▶ _The task_:
The entries are to be returned exactly, with images left out.

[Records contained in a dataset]
>> Start
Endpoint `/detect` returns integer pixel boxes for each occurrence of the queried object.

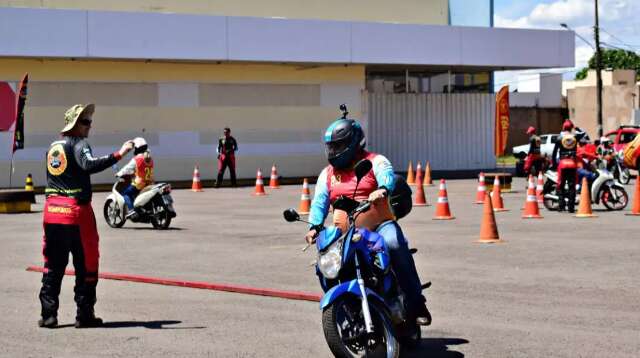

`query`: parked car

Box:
[513,134,558,159]
[605,125,640,152]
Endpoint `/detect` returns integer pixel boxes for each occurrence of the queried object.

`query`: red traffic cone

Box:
[522,175,542,219]
[423,162,433,186]
[407,161,416,185]
[491,175,509,211]
[536,172,544,204]
[413,162,429,206]
[433,179,455,220]
[476,195,503,244]
[253,168,267,196]
[476,172,487,204]
[191,165,202,191]
[269,164,280,189]
[298,178,311,214]
[625,175,640,216]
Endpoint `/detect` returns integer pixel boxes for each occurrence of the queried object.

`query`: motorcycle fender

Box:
[105,193,125,207]
[133,190,158,208]
[320,280,384,309]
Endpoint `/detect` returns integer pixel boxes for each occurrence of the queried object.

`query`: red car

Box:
[605,125,640,152]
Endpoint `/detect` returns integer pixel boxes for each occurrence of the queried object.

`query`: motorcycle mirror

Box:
[354,159,373,181]
[282,208,300,222]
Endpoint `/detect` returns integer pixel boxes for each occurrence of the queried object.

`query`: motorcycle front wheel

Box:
[600,186,629,210]
[322,295,400,358]
[102,199,125,229]
[151,202,171,230]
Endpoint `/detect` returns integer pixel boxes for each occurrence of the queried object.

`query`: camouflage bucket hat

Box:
[60,103,96,133]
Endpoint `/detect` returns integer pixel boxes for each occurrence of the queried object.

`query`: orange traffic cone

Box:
[423,162,433,186]
[476,172,487,204]
[433,179,455,220]
[413,162,424,185]
[576,178,598,218]
[269,164,280,189]
[253,168,267,196]
[407,161,416,185]
[191,165,202,191]
[522,175,542,219]
[536,172,544,204]
[625,175,640,216]
[476,195,503,244]
[491,175,509,211]
[298,178,311,214]
[413,162,429,206]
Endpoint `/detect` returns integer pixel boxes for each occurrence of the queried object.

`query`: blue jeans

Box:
[376,221,422,308]
[122,185,140,211]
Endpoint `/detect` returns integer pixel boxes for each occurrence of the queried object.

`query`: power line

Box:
[600,28,638,52]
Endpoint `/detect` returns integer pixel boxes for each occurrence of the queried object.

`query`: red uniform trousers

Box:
[40,196,100,318]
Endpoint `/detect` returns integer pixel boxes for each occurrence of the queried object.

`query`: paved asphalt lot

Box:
[0,179,640,357]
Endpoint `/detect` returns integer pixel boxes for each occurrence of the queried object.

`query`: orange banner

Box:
[495,86,509,157]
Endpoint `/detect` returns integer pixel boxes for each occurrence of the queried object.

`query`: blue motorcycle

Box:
[284,160,421,358]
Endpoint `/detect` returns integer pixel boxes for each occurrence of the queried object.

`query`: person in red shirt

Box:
[38,104,133,328]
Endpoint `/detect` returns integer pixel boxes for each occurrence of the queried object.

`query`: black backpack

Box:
[389,174,413,220]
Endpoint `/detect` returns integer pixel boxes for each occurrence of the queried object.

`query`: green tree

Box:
[576,49,640,80]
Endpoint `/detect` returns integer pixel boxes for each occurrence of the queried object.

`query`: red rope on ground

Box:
[27,266,321,302]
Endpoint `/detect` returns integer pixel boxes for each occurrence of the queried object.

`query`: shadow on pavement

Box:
[103,321,206,329]
[402,338,469,358]
[119,224,187,231]
[56,321,201,329]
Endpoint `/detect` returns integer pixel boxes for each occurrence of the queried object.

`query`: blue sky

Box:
[492,0,640,87]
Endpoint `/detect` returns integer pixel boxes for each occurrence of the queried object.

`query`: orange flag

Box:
[495,86,509,157]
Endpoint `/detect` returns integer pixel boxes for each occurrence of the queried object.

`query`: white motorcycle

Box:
[542,168,629,210]
[103,176,176,229]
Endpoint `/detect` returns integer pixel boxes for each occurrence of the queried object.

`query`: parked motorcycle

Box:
[284,160,422,357]
[612,151,631,185]
[103,176,176,229]
[542,168,629,210]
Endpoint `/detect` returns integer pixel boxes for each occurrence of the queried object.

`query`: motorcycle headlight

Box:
[318,239,343,279]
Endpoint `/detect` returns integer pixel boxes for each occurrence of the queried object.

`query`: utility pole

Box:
[593,0,602,138]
>> End
▶ _Worked solution_:
Endpoint `/detect` returns integer pixel boxes for each occurrence of the queried object.


`query`: parked car

Box:
[513,134,558,159]
[605,125,640,152]
Endpoint `/detect` returns integer pixel boxes for each occurrence of the queried object.

`query`: red traffic cone

Box:
[522,175,542,219]
[423,162,433,186]
[407,161,416,185]
[491,175,509,211]
[536,172,544,204]
[413,162,429,206]
[433,179,455,220]
[476,195,503,244]
[253,168,267,196]
[476,172,487,204]
[191,165,202,191]
[269,164,280,189]
[298,178,311,214]
[625,175,640,216]
Endpoint `/detect` returns integer pixel boxes for each occurrence of the queried object.

`query`: motorcycle fender

Box:
[105,193,125,207]
[133,190,158,208]
[320,280,384,309]
Endpoint `/detect` returns integer pixel boxes for each occurrence of the queried object.

`query`: red car

Box:
[605,125,640,152]
Endpoint `/detect` returns integer pixel boxes for each occurrence of the queried object.

`query`: motorcycle mirror

Box:
[354,159,373,181]
[282,208,300,222]
Endpoint `/detect` returns integer pixel boxes for each occurrence of the queried object.

`query`: motorcycle front wheel

Box:
[600,186,629,210]
[322,295,400,358]
[102,199,125,229]
[151,202,171,230]
Endpoint `/detect` returns integer pixel boxes for each occurrence of the queried object.

`query`: camouflage bucket hat

Box:
[60,103,96,133]
Endpoint `/detect` returns integer pixel boxes for each occurrence of the queried object.

`query`: orange traffic cone

Box:
[423,162,433,186]
[476,172,487,204]
[433,179,455,220]
[413,162,424,185]
[576,178,598,218]
[269,164,280,189]
[253,168,267,196]
[407,161,416,185]
[191,165,202,191]
[522,175,542,219]
[536,172,544,204]
[625,175,640,216]
[476,195,503,244]
[491,175,509,211]
[298,178,311,214]
[413,162,429,206]
Endpoint `/detect` returns integer pixel boxes for each occurrence of the queried object.

`query`: blue jeans

Box:
[376,221,422,308]
[122,185,140,211]
Endpoint `/detect` returns integer pixel boxes for each occurrence of the queried object.

`query`: power line

Box:
[600,28,638,52]
Endpoint `/detect` returns integer pixel boxes for each occurrence of the queried object.

`query`: red uniform trousers

Box:
[40,196,100,318]
Endpoint `/detect` returns integer pixel boxes for each occurrence of the queried object.

`query`: paved asphalt lot

Box:
[0,179,640,357]
Endpoint `/detect` returns integer pixel boxes for each occurrence of the queried object.

`query`: orange banner

Box:
[495,86,509,157]
Endpoint `/detect` returns integer pixel boxes for each occurrence of the queried object.

`query`: blue motorcycle

Box:
[284,160,421,358]
Endpoint `/detect` returns integer pixel boxes for each occurrence of the queried object.

`query`: person in red shirt

Box:
[38,104,133,328]
Endpoint `/detect` returns integer pixel boxes for each occurrence of the queried object.

`query`: black backpack

Box:
[389,174,413,220]
Endpoint `/detect` returns integer pixel boxes for each occurrence of the queried object.

`query`: green tree

Box:
[576,49,640,80]
Endpoint `/detect` returns integer pixel boxes for each occurrence of the queried object.

`query`: red rope on ground

Box:
[27,266,321,302]
Endpoint `/detect` returns integer pixel boxes for each occurrence of the queried object.

`query`: shadow on pavement

Box:
[103,321,206,329]
[402,338,469,358]
[119,224,187,231]
[56,321,201,329]
Endpoint `/detect` returns integer pixel boxes for each occurrence of the queried object.

`query`: blue sky

Box:
[492,0,640,87]
Endpoint `/detect` returns integer pixel boxes for each occurrence of the queried object.

`query`: orange flag

Box:
[495,86,509,157]
Endpoint `/detect` returns integer pixel boxes for each occurrence of the queried object.

`query`: white motorcycle

Box:
[542,168,629,210]
[103,176,176,229]
Endpoint `/detect` returns integer pixel boxes for each occurrence of the queried object.

`query`: parked motorcycle

Box:
[284,160,422,357]
[612,151,631,185]
[103,176,176,229]
[542,168,629,210]
Endpoint `/detect` returns integer pixel boxes for each occurrence of the queried object.

`query`: motorcycle headlight

Box:
[318,239,343,279]
Endpoint `/detect` returns integer pixel boxes for each occurrence of the queried object.

`query`: utility pole

Box:
[593,0,602,138]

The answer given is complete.